◆ ASSIGNMENT: Output the data verbatim, minus the images.
===== EXERCISE DATA =====
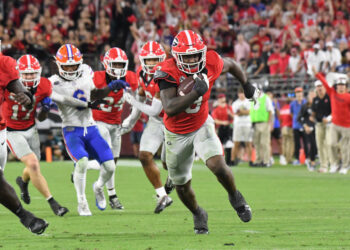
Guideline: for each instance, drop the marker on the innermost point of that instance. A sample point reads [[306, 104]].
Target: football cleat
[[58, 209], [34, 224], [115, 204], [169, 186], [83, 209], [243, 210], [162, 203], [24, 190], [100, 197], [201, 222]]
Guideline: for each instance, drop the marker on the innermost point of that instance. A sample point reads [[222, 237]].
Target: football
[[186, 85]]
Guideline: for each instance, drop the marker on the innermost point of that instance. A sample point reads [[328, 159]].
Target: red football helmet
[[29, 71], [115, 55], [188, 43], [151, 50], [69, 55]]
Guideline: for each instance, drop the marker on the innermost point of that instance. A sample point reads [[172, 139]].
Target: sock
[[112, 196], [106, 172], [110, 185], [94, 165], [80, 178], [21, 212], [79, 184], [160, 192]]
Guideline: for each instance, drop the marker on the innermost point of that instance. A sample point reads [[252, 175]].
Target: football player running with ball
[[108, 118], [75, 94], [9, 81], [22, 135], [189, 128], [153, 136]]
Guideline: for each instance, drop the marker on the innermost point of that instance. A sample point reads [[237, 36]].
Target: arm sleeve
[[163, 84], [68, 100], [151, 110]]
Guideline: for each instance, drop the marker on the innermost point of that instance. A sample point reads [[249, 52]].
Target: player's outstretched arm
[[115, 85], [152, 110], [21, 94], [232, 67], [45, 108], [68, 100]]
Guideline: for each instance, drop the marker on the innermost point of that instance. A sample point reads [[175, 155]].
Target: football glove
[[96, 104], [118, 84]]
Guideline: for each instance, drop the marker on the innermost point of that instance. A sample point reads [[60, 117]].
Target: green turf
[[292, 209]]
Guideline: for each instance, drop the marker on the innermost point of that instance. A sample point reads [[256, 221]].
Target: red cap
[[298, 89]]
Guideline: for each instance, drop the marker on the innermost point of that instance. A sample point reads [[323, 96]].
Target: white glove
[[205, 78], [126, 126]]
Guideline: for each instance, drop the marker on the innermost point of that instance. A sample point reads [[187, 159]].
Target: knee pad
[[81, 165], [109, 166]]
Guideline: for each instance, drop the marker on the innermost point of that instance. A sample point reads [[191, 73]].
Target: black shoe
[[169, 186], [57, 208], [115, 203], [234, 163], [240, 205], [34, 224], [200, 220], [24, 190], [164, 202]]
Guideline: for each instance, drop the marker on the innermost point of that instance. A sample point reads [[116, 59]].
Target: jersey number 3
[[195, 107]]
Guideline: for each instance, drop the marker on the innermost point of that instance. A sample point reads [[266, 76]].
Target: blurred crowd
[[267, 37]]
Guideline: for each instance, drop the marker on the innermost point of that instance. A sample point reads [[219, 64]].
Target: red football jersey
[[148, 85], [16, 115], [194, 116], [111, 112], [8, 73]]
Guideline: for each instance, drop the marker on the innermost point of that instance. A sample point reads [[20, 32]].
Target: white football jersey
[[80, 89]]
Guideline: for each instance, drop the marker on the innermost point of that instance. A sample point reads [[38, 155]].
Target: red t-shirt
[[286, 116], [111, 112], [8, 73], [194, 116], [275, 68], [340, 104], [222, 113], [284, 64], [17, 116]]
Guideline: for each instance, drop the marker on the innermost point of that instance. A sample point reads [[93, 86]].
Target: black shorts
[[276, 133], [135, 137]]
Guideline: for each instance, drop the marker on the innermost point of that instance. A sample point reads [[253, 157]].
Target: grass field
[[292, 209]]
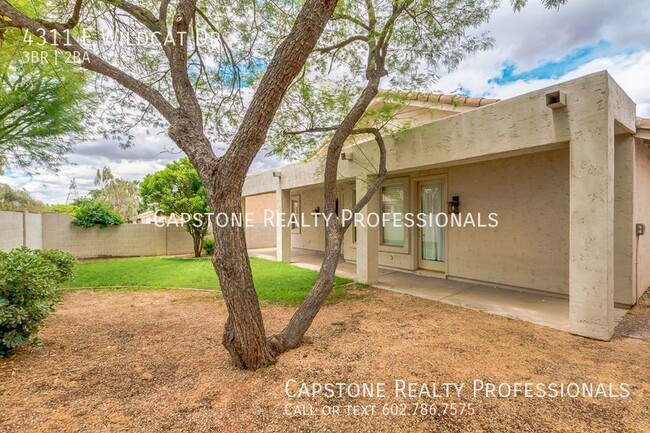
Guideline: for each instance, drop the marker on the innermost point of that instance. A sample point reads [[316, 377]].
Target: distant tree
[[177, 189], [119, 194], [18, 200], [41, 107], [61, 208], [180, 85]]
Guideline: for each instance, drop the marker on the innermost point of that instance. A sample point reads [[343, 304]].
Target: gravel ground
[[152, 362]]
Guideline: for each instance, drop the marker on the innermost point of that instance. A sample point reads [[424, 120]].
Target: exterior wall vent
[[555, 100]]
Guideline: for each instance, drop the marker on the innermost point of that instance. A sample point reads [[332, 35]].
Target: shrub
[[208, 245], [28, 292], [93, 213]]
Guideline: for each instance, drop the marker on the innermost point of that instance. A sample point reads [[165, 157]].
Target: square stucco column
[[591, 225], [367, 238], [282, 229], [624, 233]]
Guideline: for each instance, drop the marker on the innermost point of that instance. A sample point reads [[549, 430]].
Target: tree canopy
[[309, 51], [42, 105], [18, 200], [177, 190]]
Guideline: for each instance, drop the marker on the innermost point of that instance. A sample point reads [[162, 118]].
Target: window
=====
◆ EXERCISE ANSWER:
Guideline: for each instance, drop the marker on the innermost point of that instance. A sample point reads [[306, 104]].
Target: football cleat
[[58, 209], [34, 224], [115, 204], [169, 186], [83, 209], [243, 210], [162, 203], [24, 190], [100, 197], [201, 222]]
Guideline: for each instance, drop the marker on the innermost point of that instance. A sample point reads [[222, 237]].
Target: football
[[186, 85]]
Guideline: for each instance, drop the marker on the innermost point of that instance. A sample point reads [[328, 159]].
Target: red football helmet
[[29, 71], [115, 55], [188, 43], [151, 50], [69, 55]]
Guideline: for each instance, drop the marker on the innermost point of that instance. A sample point reads [[172, 139]].
Target: sock
[[112, 196], [106, 172], [110, 185], [94, 165], [80, 178], [21, 212], [79, 184], [160, 192]]
Guideline: for each instance, drop the marker on the innermost point of that instance. A sample point reads [[252, 175]].
Target: football player running with ball
[[108, 118], [75, 94], [9, 81], [22, 135], [189, 128], [153, 136]]
Guideline: for each instance, drop the marker on the innermost point of that instance. A sample point reads [[237, 36]].
Target: arm sleeve
[[163, 84], [68, 100], [151, 110]]
Guideline: for each instance, drop the marker on the innermost point of that instance. A sample point reads [[249, 52]].
Target: player's outstretched arm
[[115, 85], [152, 110], [21, 94], [232, 67], [45, 108], [68, 100]]
Guideline: for each instance, drop the marker on the innermost point of that instance. A sample point reads [[175, 155]].
Target: football glove
[[96, 104], [118, 84]]
Guideline: for each instance, drop the marker on the innermost point of that instance. A sample point reads [[60, 117]].
Target: green turf
[[292, 209]]
Guideline: for each instance, drop the marker on the innermost point of that instance. A sample point reads [[256, 221]].
Target: red cap
[[298, 89]]
Guideline: for each instance, drop the marker on the innermost point of that instance. A sample point reads [[323, 96]].
Target: white glove
[[205, 78], [126, 126]]
Guideline: for each instance, drop the marker on the innermost point of that instance. A sample point reads [[187, 159]].
Target: knee pad
[[81, 165], [109, 166]]
Guideline: for each instance, drop the marker on the innermost point of that instance. A sample point reads [[191, 73]].
Target: black shoe
[[169, 186], [57, 208], [115, 203], [234, 163], [240, 205], [34, 224], [200, 220], [24, 190], [164, 202]]
Guideline: for each instance, drop the marker on the innermost point of that instance. A sample point reads [[116, 59]].
Target: jersey number 3
[[195, 107]]
Guideline: for each instance, drop the marker on the innermost point of that instance. A sample point reads [[266, 76]].
Target: blurred crowd
[[267, 37]]
Guideline: for each instance, drop the marker on the innermost point of that instance. A sample point reads [[219, 64]].
Target: red football jersey
[[148, 85], [16, 115], [194, 116], [111, 112], [8, 73]]
Guideline: for each instance, drop the marker on the innermost point of that instance. A sample point reads [[20, 32]].
Target: white football jersey
[[80, 89]]
Guideline: for each instance, drop the marker on the innermost point of that instance. A sample point reads [[38, 155]].
Target: red t-shirt
[[286, 116], [111, 112], [8, 73], [194, 116], [275, 68], [340, 104], [222, 113], [284, 64], [17, 116]]
Guideline: for each instance, drop the marker on the innermost point of that instance. A sample point reads [[93, 86]].
Target: black shorts
[[276, 133], [135, 137]]
Guideline: for each instance, drop the marker on the innermost point of that instance. A sample point reads [[253, 157]].
Target: grass field
[[292, 209]]
Guideline: for each instance, drop the marker on the innermost point of that instance. A sample point reads [[316, 377]].
Target: distant tree
[[177, 189], [119, 194], [18, 200], [41, 107], [61, 208], [180, 85]]
Guideline: for each instance, drop the marker on the innermost point of that instance. A sample point reads [[343, 304]].
Target: gravel ground
[[152, 362]]
Guideline: for each instance, drop the marker on the innermost point of that instance. A sample point reads [[424, 120]].
Target: exterior wall vent
[[555, 100]]
Guideline: for each instance, drop the marker on the innermost point of that instance. A sample point reads [[332, 35]].
Target: shrub
[[208, 245], [28, 292], [93, 213]]
Guideline: for each instance, drop the marker on the innermost point of that instance. A sample point reads [[165, 157]].
Target: square stucco column
[[591, 225], [367, 238], [282, 229], [624, 233]]
Guideline: for each instance, drop the marker on the innermost point of that instance. A sample point reads [[549, 430]].
Target: tree canopy
[[309, 51], [42, 105], [18, 200], [177, 190]]
Guideline: for each instance, drop the marker on the innermost point of that instance. A sample point reads [[162, 118]].
Target: window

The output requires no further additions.